**QUOTED TEXT:**
+++

When I wrote about Harry Potter and Chris Evans, I knew a little something about them… Doctor Who? “Who” is right. The most I know about Who is what Community pokes fun at. So to me Doctor Who is an over the top sci-fi show about traveling through space. Apparently (of course huge fans already know) it started in the 1960s, then took a break in 1989, and was revived in 2005 with Christopher Eccleston as The (Ninth) Doctor. I never even heard of this show until a couple years ago. Around that same time, Tenth Doctor David Tennant was moving on to do B-rated movies. Then along came this Matt Smith fellow to take over the reins.
So Who fans have been around twice as long as I’ve been alive, but to me this fandom took a turn with the help of the Internet (like almost every fandom today). One can join online forums, buy a TARDIS dress on Etsy and even look up dates for the Who convention. The fans are insanely obsessed, but from what I’ve read around the Fandomania-sphere is that not too many people were happy with the last season, but when you love something, you stick with it through the rough patches, TV included. So let’s explore why this show has been a pop culture staple for half a century and even though it might get hard to watch for the diehards at times, they continue to tune in to BBC for it. BBC… Who knows where that channel even is?

+++

**WHAT TO DO:**
a. Rewrite the Doctor Who post starting at "So Who fans" and ending at "channel even is?", putting "eBay" in place of "Etsy".
b. Which actors who have played the Doctor does the Doctor Who post name?

+++

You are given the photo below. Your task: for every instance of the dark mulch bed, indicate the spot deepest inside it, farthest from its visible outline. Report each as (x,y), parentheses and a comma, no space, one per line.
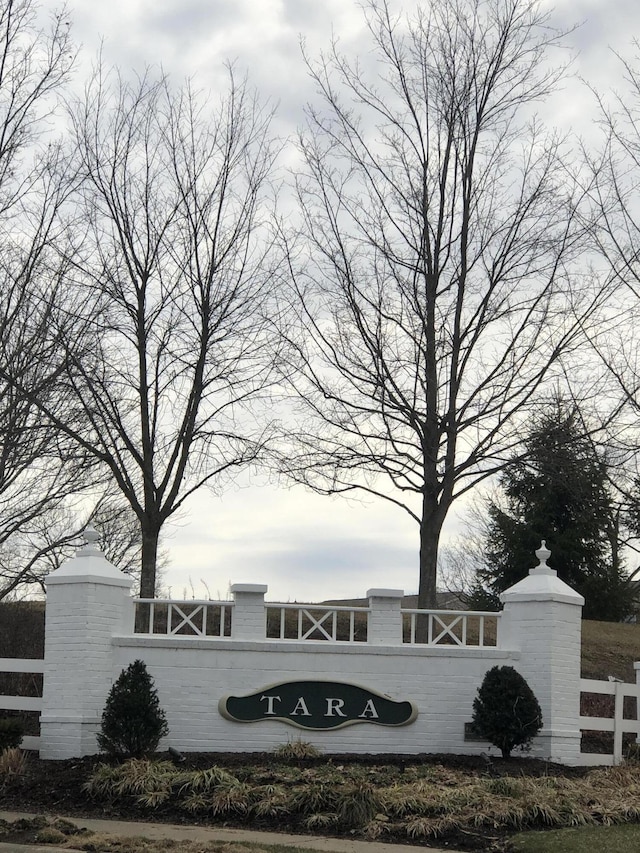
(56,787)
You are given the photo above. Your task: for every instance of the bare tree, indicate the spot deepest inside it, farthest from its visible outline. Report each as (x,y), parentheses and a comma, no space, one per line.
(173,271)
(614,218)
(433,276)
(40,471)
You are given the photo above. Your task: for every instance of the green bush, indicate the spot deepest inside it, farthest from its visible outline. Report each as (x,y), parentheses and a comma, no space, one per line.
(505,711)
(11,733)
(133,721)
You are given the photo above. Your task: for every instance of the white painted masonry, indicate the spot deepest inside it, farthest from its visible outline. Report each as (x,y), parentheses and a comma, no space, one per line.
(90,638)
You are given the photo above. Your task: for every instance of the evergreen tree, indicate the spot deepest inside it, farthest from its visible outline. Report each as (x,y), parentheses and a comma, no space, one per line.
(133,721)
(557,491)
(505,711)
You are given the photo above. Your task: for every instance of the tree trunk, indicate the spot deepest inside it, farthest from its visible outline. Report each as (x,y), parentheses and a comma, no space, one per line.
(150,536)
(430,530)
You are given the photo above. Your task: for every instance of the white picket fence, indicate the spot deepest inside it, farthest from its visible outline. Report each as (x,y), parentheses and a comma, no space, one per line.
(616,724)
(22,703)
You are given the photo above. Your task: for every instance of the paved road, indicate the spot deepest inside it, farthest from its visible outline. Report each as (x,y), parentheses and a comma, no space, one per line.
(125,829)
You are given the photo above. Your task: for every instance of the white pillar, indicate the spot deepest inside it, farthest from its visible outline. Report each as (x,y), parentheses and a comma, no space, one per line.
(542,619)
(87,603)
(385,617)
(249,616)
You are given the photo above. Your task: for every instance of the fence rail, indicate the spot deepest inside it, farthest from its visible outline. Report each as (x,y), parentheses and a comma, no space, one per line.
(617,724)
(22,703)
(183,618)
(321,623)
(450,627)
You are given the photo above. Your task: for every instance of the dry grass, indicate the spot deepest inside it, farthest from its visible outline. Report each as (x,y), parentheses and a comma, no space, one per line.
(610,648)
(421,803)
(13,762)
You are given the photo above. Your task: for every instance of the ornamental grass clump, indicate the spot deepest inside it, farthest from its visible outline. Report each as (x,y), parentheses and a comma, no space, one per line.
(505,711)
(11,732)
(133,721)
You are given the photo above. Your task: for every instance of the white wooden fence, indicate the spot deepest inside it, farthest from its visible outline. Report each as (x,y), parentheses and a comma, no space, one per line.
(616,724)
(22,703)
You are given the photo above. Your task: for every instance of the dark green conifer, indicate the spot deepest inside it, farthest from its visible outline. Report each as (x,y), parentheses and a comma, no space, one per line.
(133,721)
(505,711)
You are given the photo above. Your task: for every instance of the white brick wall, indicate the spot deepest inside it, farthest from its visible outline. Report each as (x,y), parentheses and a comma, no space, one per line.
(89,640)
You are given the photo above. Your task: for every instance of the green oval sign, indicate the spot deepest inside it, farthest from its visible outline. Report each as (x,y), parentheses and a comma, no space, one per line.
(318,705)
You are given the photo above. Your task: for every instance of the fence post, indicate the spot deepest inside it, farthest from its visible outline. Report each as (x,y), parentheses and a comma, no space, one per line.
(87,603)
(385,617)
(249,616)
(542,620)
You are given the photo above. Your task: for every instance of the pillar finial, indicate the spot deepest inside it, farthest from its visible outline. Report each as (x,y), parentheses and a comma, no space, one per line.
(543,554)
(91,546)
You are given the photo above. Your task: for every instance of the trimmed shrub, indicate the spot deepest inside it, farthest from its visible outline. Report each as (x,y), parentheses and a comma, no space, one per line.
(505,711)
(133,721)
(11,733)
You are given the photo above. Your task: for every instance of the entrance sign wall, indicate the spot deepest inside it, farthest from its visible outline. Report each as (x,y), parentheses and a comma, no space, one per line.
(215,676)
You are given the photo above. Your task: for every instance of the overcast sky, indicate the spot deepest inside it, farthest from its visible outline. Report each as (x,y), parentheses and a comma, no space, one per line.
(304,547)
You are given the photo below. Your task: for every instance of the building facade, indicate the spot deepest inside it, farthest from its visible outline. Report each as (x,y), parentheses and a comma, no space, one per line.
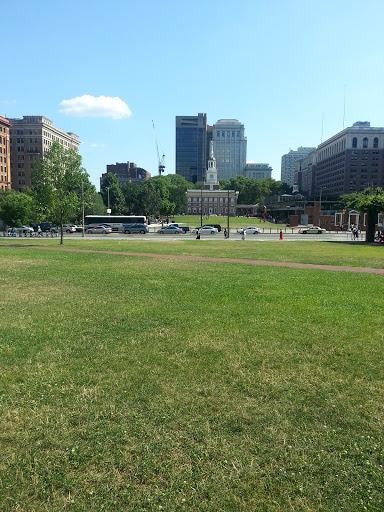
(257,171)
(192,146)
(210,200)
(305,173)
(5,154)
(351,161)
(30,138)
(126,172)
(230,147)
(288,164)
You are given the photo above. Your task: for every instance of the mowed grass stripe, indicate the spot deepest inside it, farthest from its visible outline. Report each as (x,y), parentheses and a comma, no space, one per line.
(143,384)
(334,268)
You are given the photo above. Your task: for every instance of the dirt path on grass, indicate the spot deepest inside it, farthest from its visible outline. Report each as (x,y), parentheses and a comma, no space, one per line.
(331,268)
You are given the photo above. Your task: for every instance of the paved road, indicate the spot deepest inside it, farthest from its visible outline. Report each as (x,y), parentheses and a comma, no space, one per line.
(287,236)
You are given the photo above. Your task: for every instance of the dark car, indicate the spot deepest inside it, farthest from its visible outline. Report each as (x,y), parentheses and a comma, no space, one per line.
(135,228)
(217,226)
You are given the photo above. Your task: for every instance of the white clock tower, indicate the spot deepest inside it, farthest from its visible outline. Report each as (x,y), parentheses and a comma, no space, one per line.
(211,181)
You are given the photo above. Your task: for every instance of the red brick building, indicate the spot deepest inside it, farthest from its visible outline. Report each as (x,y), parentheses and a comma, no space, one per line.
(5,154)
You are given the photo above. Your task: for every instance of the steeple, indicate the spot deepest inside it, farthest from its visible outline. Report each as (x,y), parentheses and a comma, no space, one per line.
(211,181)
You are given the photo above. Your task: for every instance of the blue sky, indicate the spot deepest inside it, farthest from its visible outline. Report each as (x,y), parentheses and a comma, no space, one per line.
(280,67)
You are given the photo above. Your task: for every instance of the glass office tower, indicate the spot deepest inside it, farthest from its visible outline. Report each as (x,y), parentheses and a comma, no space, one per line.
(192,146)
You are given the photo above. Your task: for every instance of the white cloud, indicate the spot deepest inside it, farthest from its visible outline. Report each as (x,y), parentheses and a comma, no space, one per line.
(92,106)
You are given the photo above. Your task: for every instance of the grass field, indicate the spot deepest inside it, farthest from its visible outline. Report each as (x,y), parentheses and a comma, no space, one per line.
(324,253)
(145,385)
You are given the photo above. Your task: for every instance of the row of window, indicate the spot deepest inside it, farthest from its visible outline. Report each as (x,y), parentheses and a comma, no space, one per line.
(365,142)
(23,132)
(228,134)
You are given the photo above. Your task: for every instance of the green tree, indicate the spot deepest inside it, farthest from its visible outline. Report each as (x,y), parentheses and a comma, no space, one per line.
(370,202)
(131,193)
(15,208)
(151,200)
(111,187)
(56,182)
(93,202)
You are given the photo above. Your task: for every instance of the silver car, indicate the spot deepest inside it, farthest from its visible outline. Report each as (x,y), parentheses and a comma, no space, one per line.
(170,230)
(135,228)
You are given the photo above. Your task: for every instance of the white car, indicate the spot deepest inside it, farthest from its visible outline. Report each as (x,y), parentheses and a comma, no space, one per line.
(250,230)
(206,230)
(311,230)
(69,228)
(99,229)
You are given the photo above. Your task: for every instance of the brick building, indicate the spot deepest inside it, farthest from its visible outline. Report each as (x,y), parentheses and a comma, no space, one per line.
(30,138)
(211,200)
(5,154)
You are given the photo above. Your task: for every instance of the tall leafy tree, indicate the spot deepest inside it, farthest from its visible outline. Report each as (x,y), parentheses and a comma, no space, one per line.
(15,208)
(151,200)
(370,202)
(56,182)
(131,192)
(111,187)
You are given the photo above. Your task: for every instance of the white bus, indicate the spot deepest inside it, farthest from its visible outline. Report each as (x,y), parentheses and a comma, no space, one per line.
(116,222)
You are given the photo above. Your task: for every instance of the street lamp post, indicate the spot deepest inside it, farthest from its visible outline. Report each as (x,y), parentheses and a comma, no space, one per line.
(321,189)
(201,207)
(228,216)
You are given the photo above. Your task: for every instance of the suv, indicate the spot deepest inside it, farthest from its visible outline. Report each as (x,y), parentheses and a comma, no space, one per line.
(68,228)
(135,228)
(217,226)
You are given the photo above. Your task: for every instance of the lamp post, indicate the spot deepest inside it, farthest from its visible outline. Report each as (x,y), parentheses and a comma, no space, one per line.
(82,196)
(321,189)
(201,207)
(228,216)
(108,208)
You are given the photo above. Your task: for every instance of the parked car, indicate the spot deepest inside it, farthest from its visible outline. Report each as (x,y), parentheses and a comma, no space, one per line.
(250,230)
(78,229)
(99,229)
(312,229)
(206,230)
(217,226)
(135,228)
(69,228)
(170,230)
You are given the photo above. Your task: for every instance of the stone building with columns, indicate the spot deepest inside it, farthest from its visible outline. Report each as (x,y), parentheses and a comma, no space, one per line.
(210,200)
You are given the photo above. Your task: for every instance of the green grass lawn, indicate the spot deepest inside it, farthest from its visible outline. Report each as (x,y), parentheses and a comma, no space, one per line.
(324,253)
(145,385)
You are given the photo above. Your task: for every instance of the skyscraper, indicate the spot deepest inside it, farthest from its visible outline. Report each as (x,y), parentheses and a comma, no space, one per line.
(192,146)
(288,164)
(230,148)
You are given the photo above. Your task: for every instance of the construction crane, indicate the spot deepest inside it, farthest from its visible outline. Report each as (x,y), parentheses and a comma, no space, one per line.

+++

**LIST OF SOLUTIONS:**
a.
So Who fans have been around twice as long as I’ve been alive, but to me this fandom took a turn with the help of the Internet (like almost every fandom today). One can join online forums, buy a TARDIS dress on eBay and even look up dates for the Who convention. The fans are insanely obsessed, but from what I’ve read around the Fandomania-sphere is that not too many people were happy with the last season, but when you love something, you stick with it through the rough patches, TV included. So let’s explore why this show has been a pop culture staple for half a century and even though it might get hard to watch for the diehards at times, they continue to tune in to BBC for it. BBC… Who knows where that channel even is?

b. Christopher Eccleston, David Tennant, Matt Smith